▶ Extracted data
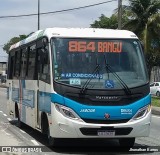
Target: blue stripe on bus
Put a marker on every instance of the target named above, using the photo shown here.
(28, 97)
(44, 102)
(97, 112)
(23, 114)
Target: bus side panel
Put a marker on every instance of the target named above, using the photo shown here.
(13, 96)
(44, 101)
(29, 102)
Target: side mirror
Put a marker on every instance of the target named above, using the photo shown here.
(142, 45)
(43, 56)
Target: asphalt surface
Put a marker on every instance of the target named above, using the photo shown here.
(155, 110)
(10, 135)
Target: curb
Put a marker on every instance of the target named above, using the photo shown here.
(155, 110)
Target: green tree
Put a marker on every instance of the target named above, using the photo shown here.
(105, 22)
(13, 41)
(145, 22)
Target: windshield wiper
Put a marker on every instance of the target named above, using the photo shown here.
(82, 91)
(124, 85)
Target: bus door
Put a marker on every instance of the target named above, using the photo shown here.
(43, 94)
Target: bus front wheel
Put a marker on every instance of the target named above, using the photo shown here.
(127, 142)
(46, 131)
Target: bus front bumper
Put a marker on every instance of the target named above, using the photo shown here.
(63, 127)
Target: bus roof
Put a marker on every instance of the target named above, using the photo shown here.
(77, 33)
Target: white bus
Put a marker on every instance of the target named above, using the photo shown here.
(80, 83)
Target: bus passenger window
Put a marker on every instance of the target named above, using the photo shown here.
(24, 63)
(31, 62)
(44, 63)
(17, 64)
(11, 65)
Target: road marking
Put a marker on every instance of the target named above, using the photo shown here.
(156, 116)
(9, 119)
(34, 142)
(22, 131)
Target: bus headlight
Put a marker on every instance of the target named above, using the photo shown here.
(67, 112)
(142, 112)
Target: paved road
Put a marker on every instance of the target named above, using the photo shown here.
(11, 135)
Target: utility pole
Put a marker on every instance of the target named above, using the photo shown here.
(38, 14)
(119, 14)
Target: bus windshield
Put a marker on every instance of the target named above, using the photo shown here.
(96, 61)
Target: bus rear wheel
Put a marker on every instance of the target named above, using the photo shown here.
(46, 131)
(127, 142)
(19, 123)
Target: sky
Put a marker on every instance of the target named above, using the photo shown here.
(13, 27)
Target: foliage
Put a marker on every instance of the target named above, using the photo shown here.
(155, 101)
(143, 18)
(13, 41)
(105, 22)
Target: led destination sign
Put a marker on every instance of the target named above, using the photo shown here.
(95, 46)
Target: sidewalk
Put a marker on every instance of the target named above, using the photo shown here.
(155, 110)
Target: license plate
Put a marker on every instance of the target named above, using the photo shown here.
(106, 133)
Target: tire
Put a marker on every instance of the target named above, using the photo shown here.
(158, 93)
(52, 142)
(19, 123)
(127, 142)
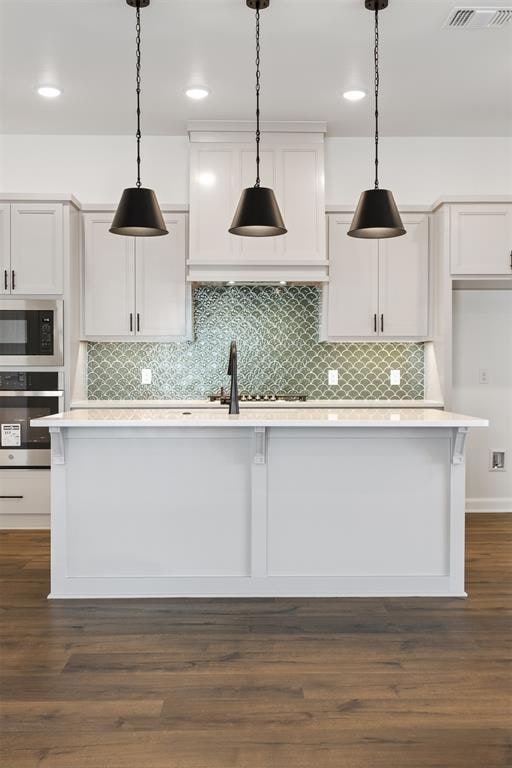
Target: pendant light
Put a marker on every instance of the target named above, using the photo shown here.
(376, 214)
(258, 213)
(138, 212)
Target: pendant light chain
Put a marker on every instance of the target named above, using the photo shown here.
(137, 79)
(376, 60)
(258, 75)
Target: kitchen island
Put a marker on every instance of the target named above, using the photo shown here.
(270, 502)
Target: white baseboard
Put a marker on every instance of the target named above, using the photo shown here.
(20, 521)
(489, 505)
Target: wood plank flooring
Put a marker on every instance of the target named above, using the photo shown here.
(345, 683)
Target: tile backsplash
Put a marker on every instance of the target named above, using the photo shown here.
(276, 329)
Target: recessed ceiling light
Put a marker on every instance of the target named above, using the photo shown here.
(49, 91)
(197, 93)
(354, 95)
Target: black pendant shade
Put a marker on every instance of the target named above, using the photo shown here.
(376, 216)
(138, 214)
(258, 214)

▶ Request
The lines from the one holding "Target: tire" through the end of the material above are to be echoed exactly, both ends included. Do not include pictures.

▶ Written solution
Target: tire
Put a marker on every instance of the target named above, using the photo shown here.
(158, 93)
(52, 142)
(19, 123)
(127, 142)
Target: pendant light
Put a marker on every instance of the target named above, using the photo shown here.
(376, 214)
(258, 213)
(138, 212)
Target: pendant light chain
Put a marker on every instance of the target named above, using the photo shown here.
(137, 79)
(376, 60)
(258, 75)
Target: kitchen island
Put a marker on every instance of the target named above, using the photo shown here.
(270, 502)
Target: white baseboard
Put a marker on every instance of the target named above, using the photo shown here.
(20, 521)
(489, 505)
Target: wood plank flooring
Put a marker on every instance of the target named above, using the photo shown here.
(345, 683)
Target: tile backsplash
Put a marker on every instance of the target named above, using the photo shown here.
(276, 329)
Target: recessed ceiling light
Put a marker on every instance of the target named above, using the photo shown here.
(49, 91)
(197, 93)
(354, 95)
Target: black pendant shade
Put a marker on every instance of the target named above, using the photo shown here.
(376, 216)
(138, 214)
(258, 214)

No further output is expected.